* _DATASET EXTRACT_:

══════════

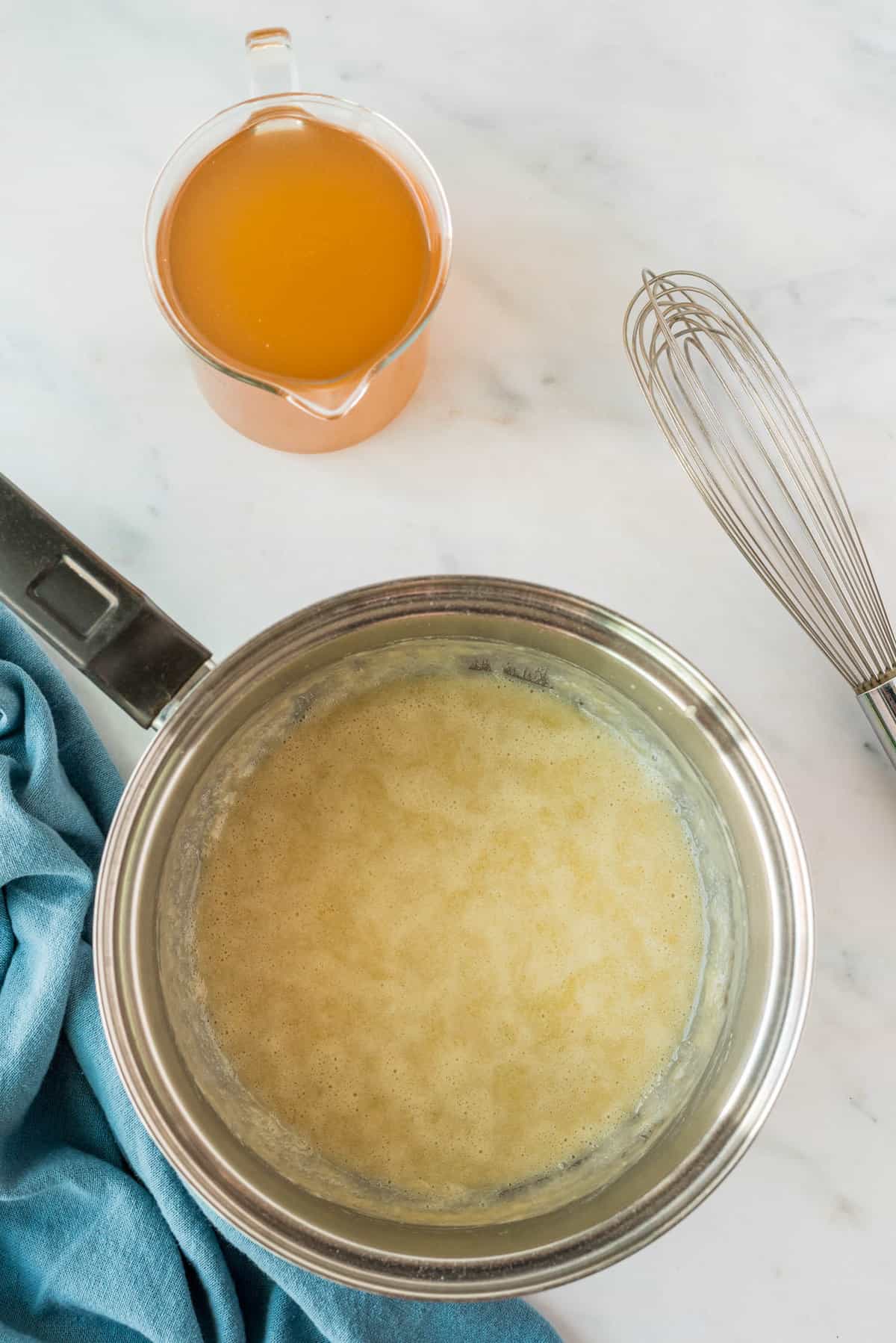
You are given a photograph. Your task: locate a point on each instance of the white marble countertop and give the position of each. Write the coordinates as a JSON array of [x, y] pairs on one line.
[[576, 143]]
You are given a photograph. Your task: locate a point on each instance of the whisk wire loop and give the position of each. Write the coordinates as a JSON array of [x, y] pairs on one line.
[[746, 439]]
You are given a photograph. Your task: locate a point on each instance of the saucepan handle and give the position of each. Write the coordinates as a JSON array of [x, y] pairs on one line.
[[107, 626]]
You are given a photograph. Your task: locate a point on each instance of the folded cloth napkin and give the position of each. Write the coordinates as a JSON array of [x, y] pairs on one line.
[[100, 1240]]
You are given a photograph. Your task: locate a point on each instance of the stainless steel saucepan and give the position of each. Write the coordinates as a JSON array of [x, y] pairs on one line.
[[211, 722]]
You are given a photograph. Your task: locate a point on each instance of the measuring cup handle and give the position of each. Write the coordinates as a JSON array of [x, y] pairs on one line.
[[107, 626], [272, 65]]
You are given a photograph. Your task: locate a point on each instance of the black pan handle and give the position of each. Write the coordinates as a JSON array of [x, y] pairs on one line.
[[104, 624]]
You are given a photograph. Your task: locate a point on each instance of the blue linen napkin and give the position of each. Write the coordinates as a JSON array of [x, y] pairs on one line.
[[100, 1240]]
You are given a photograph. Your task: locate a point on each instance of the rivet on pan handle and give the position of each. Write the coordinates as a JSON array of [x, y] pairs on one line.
[[104, 624]]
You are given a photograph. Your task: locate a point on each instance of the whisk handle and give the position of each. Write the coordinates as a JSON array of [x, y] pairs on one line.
[[880, 711]]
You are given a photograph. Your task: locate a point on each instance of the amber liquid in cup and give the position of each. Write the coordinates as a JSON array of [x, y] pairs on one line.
[[297, 250], [299, 245]]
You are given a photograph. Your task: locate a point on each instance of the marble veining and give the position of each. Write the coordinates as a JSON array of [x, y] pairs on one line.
[[576, 144]]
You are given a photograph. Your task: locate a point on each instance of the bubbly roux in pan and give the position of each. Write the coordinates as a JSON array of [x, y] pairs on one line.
[[450, 934]]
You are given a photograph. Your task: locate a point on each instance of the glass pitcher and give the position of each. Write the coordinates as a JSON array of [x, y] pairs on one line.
[[292, 414]]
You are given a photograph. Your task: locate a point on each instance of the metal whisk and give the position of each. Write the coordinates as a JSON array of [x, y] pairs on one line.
[[744, 438]]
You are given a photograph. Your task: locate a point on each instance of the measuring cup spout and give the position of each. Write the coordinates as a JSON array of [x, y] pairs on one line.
[[272, 65]]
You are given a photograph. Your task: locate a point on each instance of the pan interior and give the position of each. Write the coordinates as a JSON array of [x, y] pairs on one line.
[[281, 1150]]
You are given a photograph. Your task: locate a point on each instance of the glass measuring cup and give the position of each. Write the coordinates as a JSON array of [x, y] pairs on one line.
[[287, 412]]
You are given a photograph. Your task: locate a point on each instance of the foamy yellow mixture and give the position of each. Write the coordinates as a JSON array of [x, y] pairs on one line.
[[450, 934]]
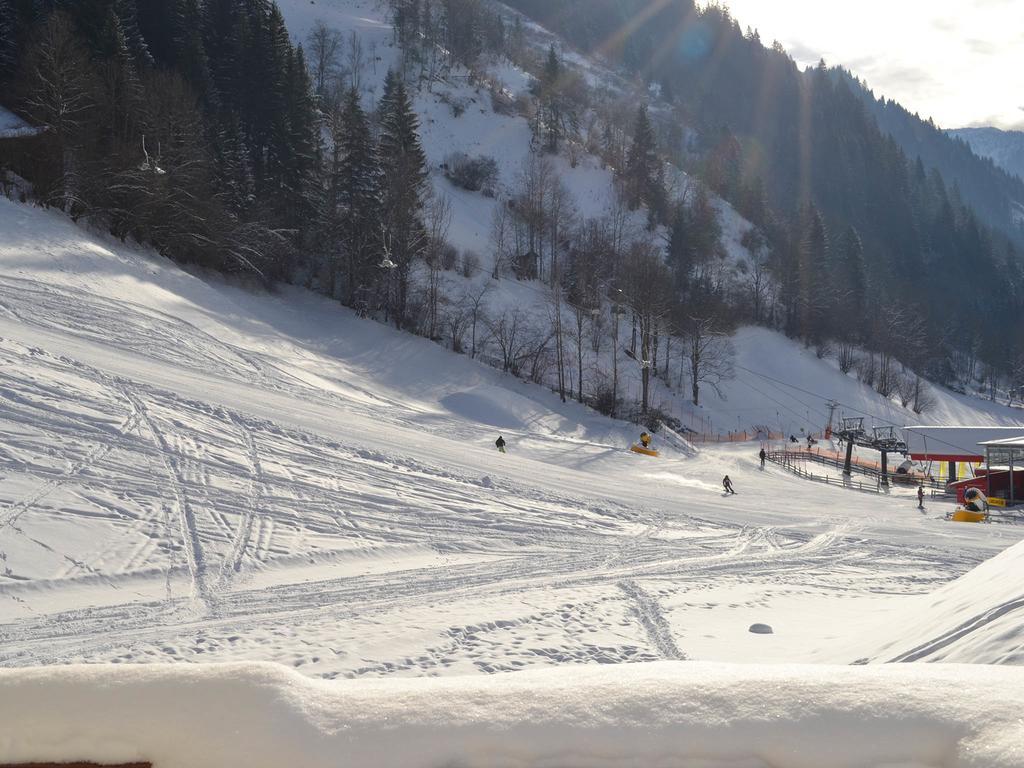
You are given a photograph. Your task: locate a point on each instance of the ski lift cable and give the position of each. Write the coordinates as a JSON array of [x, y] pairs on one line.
[[806, 404], [882, 420], [800, 417]]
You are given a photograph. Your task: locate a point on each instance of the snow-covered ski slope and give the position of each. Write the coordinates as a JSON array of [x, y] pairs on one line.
[[786, 392], [689, 715], [190, 471]]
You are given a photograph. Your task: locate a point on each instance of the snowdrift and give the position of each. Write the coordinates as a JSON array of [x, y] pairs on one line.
[[679, 714], [977, 619]]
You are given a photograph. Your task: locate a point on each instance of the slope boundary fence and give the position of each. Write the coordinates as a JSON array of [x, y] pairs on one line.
[[786, 461], [869, 469]]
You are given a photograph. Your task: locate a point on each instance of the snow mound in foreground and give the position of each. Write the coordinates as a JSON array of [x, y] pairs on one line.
[[678, 714]]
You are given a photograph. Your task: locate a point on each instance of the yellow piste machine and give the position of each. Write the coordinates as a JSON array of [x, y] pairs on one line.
[[974, 509]]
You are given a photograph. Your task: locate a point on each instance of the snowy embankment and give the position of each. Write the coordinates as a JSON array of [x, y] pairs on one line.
[[976, 619], [671, 714]]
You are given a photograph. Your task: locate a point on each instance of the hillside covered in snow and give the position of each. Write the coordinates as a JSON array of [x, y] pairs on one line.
[[250, 492]]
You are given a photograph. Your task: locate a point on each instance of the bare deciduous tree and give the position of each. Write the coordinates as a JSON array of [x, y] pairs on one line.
[[709, 352]]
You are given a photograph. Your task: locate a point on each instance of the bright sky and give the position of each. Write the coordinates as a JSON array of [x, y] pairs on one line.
[[960, 61]]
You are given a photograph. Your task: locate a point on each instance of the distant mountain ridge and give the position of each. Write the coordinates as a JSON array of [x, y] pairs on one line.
[[1006, 148]]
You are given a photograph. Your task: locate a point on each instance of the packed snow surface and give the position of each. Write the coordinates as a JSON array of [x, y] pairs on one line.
[[190, 471], [670, 714]]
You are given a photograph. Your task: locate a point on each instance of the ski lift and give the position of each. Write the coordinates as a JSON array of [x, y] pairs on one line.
[[148, 165]]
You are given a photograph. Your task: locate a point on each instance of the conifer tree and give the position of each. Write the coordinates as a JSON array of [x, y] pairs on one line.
[[404, 172], [642, 166], [355, 188]]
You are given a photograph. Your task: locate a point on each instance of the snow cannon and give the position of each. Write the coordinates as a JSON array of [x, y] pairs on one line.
[[644, 445], [975, 507], [644, 451]]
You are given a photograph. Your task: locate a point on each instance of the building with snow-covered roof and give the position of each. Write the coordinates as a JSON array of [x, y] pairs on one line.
[[11, 126], [1005, 468], [18, 144]]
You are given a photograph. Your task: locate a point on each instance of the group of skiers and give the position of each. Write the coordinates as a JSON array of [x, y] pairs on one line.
[[726, 481]]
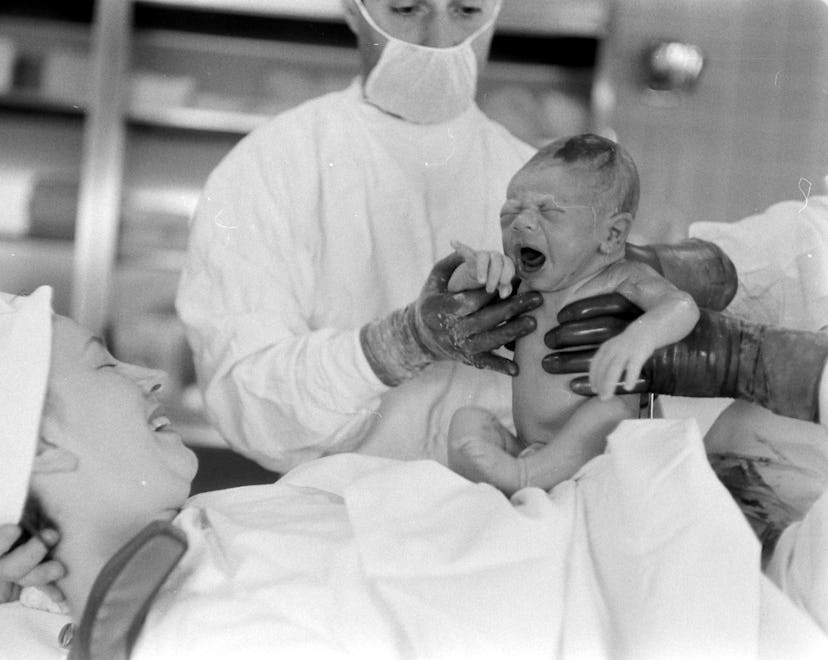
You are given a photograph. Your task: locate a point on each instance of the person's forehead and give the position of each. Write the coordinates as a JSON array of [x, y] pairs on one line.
[[553, 178]]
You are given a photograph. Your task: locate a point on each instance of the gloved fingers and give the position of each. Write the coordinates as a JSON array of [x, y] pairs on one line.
[[581, 386], [496, 363], [490, 340], [493, 315], [568, 362], [589, 331], [607, 304]]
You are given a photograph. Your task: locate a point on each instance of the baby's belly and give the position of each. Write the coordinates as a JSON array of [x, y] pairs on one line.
[[542, 404]]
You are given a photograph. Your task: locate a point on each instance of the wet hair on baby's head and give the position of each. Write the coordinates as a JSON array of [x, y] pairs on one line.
[[607, 160]]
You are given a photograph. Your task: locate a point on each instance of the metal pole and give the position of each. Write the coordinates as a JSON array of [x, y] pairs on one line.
[[99, 204]]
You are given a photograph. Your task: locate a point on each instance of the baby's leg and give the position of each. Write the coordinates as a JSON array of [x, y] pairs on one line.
[[481, 449]]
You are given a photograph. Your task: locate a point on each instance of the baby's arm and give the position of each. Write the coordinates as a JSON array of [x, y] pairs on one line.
[[480, 268], [669, 315]]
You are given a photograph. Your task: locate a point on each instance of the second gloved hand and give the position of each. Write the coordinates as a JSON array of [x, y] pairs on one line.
[[465, 326], [723, 356]]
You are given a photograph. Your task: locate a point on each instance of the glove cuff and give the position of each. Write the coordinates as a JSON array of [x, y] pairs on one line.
[[392, 347], [698, 267], [781, 370], [776, 368]]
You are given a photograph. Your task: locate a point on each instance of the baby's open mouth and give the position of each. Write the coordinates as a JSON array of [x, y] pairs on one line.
[[531, 260]]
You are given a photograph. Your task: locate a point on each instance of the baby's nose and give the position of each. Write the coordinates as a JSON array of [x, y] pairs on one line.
[[525, 221]]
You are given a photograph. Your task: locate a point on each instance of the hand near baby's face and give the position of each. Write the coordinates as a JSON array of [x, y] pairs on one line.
[[482, 268]]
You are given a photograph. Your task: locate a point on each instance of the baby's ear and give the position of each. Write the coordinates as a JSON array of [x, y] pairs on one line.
[[617, 230]]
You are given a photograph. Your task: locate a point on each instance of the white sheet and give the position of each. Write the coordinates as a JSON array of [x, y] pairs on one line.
[[642, 555], [30, 634]]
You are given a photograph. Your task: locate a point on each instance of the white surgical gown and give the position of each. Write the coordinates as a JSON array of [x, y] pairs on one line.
[[327, 217], [781, 257]]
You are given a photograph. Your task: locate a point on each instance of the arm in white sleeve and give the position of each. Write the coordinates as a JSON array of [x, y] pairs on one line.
[[278, 389]]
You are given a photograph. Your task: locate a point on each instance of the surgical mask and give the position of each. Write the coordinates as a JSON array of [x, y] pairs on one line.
[[422, 84]]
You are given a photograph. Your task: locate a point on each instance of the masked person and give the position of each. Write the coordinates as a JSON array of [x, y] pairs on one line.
[[301, 293]]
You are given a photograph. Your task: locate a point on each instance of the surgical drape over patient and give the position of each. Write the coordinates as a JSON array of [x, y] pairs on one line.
[[25, 348]]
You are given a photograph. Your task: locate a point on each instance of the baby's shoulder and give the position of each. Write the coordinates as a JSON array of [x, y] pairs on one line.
[[625, 269]]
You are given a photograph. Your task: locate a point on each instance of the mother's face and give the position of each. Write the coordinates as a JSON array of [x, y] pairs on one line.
[[106, 413]]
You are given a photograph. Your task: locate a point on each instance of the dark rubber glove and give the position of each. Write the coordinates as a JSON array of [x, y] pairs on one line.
[[698, 267], [722, 356], [465, 326]]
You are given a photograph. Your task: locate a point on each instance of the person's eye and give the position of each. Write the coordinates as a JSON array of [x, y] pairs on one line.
[[469, 11], [406, 9]]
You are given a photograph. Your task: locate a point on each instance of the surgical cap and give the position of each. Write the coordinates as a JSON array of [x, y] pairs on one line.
[[25, 349]]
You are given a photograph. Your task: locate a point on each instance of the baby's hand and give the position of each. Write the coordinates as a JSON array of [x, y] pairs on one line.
[[481, 461], [623, 354], [482, 268]]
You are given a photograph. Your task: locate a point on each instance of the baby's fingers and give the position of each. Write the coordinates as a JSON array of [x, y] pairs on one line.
[[507, 274], [17, 565], [42, 576], [633, 372]]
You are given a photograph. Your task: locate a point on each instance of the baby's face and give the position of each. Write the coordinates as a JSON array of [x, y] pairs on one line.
[[552, 225]]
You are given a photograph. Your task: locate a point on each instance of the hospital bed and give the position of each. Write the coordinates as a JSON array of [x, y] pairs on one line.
[[710, 590], [33, 634]]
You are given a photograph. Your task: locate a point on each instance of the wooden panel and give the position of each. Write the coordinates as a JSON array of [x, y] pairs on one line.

══════════

* _DIRECTIVE_: Rewrite the part of the material that opens with the line containing "of the group" and closes with the line containing "[[542, 404]]", swapping "photograph" for "image" and keeping everything else the same. Leave the pictures out of your answer.

* _RESULT OF THIS EXERCISE_:
You are given a image. Your task: locate a point on each instance of the group of skiers and give the position of each. Write the coordinates as a JSON array of [x, y] pairs on one line.
[[726, 481]]
You are given a image. Your task: locate a point on each instance of the person's forehead and give the position of each. Write the coordinates as a JSON array of [x, y] pairs on one line.
[[553, 178]]
You are given a image. Your task: locate a point on each instance of the gloved fingers and give the position of each. Write the coordinates as a JSON array of [x, y] pairs on one line.
[[581, 386], [496, 363], [490, 340], [493, 315], [568, 362], [589, 331], [607, 304]]
You are given a image. Your task: locate a point on each instance of the baby's belly and give the position of each. Write the coordinates as a JSON array of [x, y] pairs on one line.
[[542, 404]]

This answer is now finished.